Retype each line below precisely and omit all images.

((

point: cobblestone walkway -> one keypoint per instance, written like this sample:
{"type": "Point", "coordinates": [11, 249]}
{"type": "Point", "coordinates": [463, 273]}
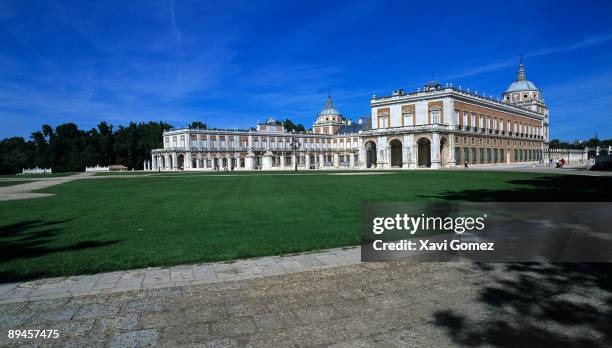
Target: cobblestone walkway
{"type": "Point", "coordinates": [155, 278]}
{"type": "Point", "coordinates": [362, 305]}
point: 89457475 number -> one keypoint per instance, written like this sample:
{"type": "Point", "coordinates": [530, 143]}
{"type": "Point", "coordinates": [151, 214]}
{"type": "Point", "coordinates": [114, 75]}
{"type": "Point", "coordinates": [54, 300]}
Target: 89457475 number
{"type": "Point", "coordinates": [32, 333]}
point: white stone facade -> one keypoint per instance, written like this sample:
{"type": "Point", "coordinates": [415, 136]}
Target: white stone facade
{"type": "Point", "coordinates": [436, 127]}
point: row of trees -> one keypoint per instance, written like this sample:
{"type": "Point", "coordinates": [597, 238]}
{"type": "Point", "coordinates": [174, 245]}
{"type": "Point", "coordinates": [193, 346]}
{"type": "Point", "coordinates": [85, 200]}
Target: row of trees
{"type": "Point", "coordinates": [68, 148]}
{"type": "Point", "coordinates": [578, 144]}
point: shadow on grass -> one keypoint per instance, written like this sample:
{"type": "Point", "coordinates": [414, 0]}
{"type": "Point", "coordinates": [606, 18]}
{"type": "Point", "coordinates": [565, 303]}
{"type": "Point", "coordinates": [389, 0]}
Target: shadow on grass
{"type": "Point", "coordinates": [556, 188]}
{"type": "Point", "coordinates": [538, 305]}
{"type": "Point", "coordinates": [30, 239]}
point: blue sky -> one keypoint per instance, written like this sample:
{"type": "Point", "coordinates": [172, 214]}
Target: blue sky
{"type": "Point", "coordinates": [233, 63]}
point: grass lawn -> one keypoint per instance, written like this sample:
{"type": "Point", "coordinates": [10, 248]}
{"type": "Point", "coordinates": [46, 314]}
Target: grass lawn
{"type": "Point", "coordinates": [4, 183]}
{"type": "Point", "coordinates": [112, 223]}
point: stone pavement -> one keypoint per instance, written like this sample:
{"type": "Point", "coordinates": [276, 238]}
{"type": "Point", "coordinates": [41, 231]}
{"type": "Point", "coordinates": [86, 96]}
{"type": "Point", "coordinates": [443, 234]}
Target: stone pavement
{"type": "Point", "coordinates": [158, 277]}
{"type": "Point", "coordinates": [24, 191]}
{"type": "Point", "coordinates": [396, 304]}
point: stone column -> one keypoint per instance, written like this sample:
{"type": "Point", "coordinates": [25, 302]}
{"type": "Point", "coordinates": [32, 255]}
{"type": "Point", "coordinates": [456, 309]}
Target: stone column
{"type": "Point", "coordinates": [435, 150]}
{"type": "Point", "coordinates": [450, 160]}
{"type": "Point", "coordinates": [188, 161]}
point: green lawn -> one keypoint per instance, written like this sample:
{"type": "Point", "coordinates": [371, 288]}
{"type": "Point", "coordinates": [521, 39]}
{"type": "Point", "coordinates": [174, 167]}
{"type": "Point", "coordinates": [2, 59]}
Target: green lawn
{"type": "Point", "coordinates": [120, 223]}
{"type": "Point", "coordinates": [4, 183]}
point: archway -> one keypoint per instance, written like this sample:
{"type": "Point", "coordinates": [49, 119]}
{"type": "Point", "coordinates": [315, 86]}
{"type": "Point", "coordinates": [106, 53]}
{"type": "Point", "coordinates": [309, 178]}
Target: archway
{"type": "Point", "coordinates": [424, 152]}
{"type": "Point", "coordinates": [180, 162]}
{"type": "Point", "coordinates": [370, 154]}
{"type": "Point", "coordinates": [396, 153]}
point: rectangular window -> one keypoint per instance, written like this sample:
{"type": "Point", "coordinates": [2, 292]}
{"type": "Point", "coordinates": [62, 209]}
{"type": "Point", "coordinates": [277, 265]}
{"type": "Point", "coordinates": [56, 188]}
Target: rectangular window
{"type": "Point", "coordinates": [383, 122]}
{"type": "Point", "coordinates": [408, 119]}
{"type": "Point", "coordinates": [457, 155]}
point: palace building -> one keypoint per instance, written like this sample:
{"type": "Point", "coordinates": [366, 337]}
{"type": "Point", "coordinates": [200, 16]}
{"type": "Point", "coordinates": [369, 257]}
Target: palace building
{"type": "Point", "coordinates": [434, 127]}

))

= Answer area =
point: cobblestone walkway -> one keypoint per instance, written like this sample:
{"type": "Point", "coordinates": [11, 249]}
{"type": "Point", "coordinates": [463, 273]}
Target: cobblestone walkway
{"type": "Point", "coordinates": [155, 278]}
{"type": "Point", "coordinates": [362, 305]}
point: 89457475 number -> one keypoint per instance, written like this sample:
{"type": "Point", "coordinates": [530, 143]}
{"type": "Point", "coordinates": [151, 214]}
{"type": "Point", "coordinates": [114, 75]}
{"type": "Point", "coordinates": [54, 300]}
Target: 89457475 number
{"type": "Point", "coordinates": [32, 333]}
point: white stone facade -> one keypoint per instance, written like this sample:
{"type": "Point", "coordinates": [415, 136]}
Target: white stone facade
{"type": "Point", "coordinates": [436, 127]}
point: row of trees -> one keypoint per instance, written like this sample:
{"type": "Point", "coordinates": [597, 238]}
{"type": "Point", "coordinates": [174, 245]}
{"type": "Point", "coordinates": [193, 346]}
{"type": "Point", "coordinates": [85, 200]}
Target: row of trees
{"type": "Point", "coordinates": [68, 148]}
{"type": "Point", "coordinates": [578, 144]}
point: shadow on grass -> one keypoint per instance, written like this sample:
{"type": "Point", "coordinates": [414, 0]}
{"type": "Point", "coordinates": [606, 18]}
{"type": "Point", "coordinates": [565, 303]}
{"type": "Point", "coordinates": [389, 0]}
Target: shadow on grass
{"type": "Point", "coordinates": [556, 188]}
{"type": "Point", "coordinates": [538, 305]}
{"type": "Point", "coordinates": [30, 239]}
point: blue sky -> one keypoint per instance, written like this sample:
{"type": "Point", "coordinates": [172, 214]}
Target: blue sky
{"type": "Point", "coordinates": [233, 63]}
point: grass lawn -> one keypoint per instance, written like this sample:
{"type": "Point", "coordinates": [10, 248]}
{"type": "Point", "coordinates": [46, 314]}
Target: grass lawn
{"type": "Point", "coordinates": [4, 183]}
{"type": "Point", "coordinates": [112, 223]}
point: stone pavement -> one keypoint per instance, written like this sample:
{"type": "Point", "coordinates": [276, 238]}
{"type": "Point", "coordinates": [41, 231]}
{"type": "Point", "coordinates": [86, 96]}
{"type": "Point", "coordinates": [443, 234]}
Target: stone pavement
{"type": "Point", "coordinates": [158, 277]}
{"type": "Point", "coordinates": [24, 191]}
{"type": "Point", "coordinates": [396, 304]}
point: stone column -> one keypoint per instance, written like this sample:
{"type": "Point", "coordinates": [25, 302]}
{"type": "Point", "coordinates": [32, 255]}
{"type": "Point", "coordinates": [456, 309]}
Target: stone column
{"type": "Point", "coordinates": [435, 150]}
{"type": "Point", "coordinates": [450, 160]}
{"type": "Point", "coordinates": [188, 161]}
point: green lawn -> one keypoint per instance, written like this sample:
{"type": "Point", "coordinates": [371, 288]}
{"type": "Point", "coordinates": [521, 39]}
{"type": "Point", "coordinates": [174, 167]}
{"type": "Point", "coordinates": [2, 59]}
Target: green lawn
{"type": "Point", "coordinates": [120, 223]}
{"type": "Point", "coordinates": [4, 183]}
point: archway -> one keypoint per instance, written like this sample:
{"type": "Point", "coordinates": [49, 119]}
{"type": "Point", "coordinates": [315, 86]}
{"type": "Point", "coordinates": [106, 53]}
{"type": "Point", "coordinates": [309, 178]}
Target: archway
{"type": "Point", "coordinates": [424, 152]}
{"type": "Point", "coordinates": [180, 162]}
{"type": "Point", "coordinates": [370, 154]}
{"type": "Point", "coordinates": [396, 153]}
point: rectangular window -> one keypoint per instance, written like this sample:
{"type": "Point", "coordinates": [2, 292]}
{"type": "Point", "coordinates": [62, 209]}
{"type": "Point", "coordinates": [277, 265]}
{"type": "Point", "coordinates": [56, 188]}
Target: rectangular window
{"type": "Point", "coordinates": [383, 122]}
{"type": "Point", "coordinates": [408, 119]}
{"type": "Point", "coordinates": [457, 155]}
point: palace building -> one keypoint per instance, written like this sample:
{"type": "Point", "coordinates": [366, 337]}
{"type": "Point", "coordinates": [200, 16]}
{"type": "Point", "coordinates": [369, 257]}
Target: palace building
{"type": "Point", "coordinates": [434, 127]}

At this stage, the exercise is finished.